Entries provided ->
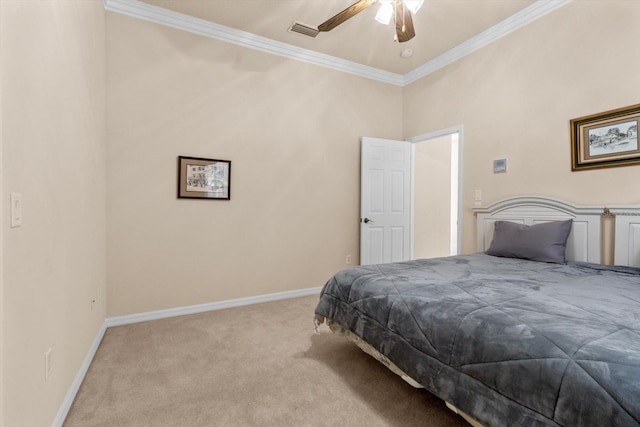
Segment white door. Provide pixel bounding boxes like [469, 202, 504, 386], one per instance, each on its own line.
[360, 137, 411, 265]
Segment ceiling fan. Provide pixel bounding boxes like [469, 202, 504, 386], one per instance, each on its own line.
[317, 0, 424, 43]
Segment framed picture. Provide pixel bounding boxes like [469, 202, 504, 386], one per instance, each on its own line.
[178, 156, 231, 200]
[570, 103, 640, 171]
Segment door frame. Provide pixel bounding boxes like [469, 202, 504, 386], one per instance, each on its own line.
[0, 4, 4, 418]
[407, 125, 464, 259]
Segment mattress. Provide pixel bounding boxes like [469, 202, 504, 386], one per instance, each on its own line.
[314, 253, 640, 426]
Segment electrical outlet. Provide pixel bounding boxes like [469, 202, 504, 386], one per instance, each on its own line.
[346, 254, 352, 264]
[45, 347, 53, 381]
[10, 192, 22, 228]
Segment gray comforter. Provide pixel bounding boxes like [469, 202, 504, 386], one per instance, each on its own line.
[314, 254, 640, 426]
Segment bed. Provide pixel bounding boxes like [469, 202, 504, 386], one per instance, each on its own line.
[314, 196, 640, 426]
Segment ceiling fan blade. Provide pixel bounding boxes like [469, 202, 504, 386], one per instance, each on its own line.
[395, 1, 416, 42]
[317, 0, 376, 32]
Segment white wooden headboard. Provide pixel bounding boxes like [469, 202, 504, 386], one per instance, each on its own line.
[613, 213, 640, 267]
[473, 196, 640, 267]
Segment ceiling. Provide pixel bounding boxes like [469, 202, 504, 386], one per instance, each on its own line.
[138, 0, 537, 75]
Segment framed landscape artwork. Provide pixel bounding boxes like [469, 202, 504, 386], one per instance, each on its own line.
[178, 156, 231, 200]
[570, 103, 640, 171]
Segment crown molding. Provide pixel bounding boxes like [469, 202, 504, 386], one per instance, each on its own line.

Exercise brief ->
Without copying any picture, repeat all of the entries exactly.

Answer to the exercise ->
Segment white door. Provide pixel bounding boxes like [469, 202, 504, 386], one per instance, each on its own line.
[360, 137, 411, 265]
Segment ceiling fan. Provide pixel bounding boxes like [469, 202, 504, 386], one per instance, each on its own line.
[317, 0, 424, 43]
Segment framed picture. Provide pixel bounding boxes like [469, 202, 504, 386], one per instance, each on its own line.
[178, 156, 231, 200]
[570, 103, 640, 171]
Segment door frame. Provide pixel bounding boxes like [469, 202, 504, 386], one per instance, each on its own line.
[0, 4, 4, 418]
[407, 125, 464, 259]
Segment mattress. Provide pixel bounding boxes like [469, 202, 504, 386], one per instance, each on its own line.
[314, 253, 640, 426]
Segment electrical outlet. Provide pixel bounding boxes like [469, 202, 504, 386], one per instance, each on its own line.
[346, 254, 352, 264]
[45, 347, 53, 381]
[10, 192, 22, 228]
Segment gray comforter. Provide pixel bounding boxes like [469, 202, 504, 386], one per instance, each on its own line.
[314, 254, 640, 426]
Segment bed. Provide pixel bounding boxes like [469, 202, 504, 386], one per instance, each on its own line.
[314, 196, 640, 426]
Segment ceiling fan blade. Provide pixel bounding boxes like [469, 202, 504, 386], one per instance, each on its own line.
[395, 1, 416, 42]
[317, 0, 376, 32]
Segment white wooden headboard. Provide pixel bounding boxes like [469, 202, 504, 386], one per instance, each on its own line.
[613, 213, 640, 267]
[473, 196, 640, 267]
Segment ceiling. Provide pixel bounding boxes like [469, 202, 504, 386], one per instance, each on its own line.
[138, 0, 537, 75]
Segment framed landscape artwork. Provide pixel bounding boxes like [469, 202, 504, 386], one per instance, each on its own line.
[178, 156, 231, 200]
[570, 103, 640, 171]
Segment crown molding. Provide pixel bounding boxes like [469, 202, 504, 386], one per instance, each on its own line.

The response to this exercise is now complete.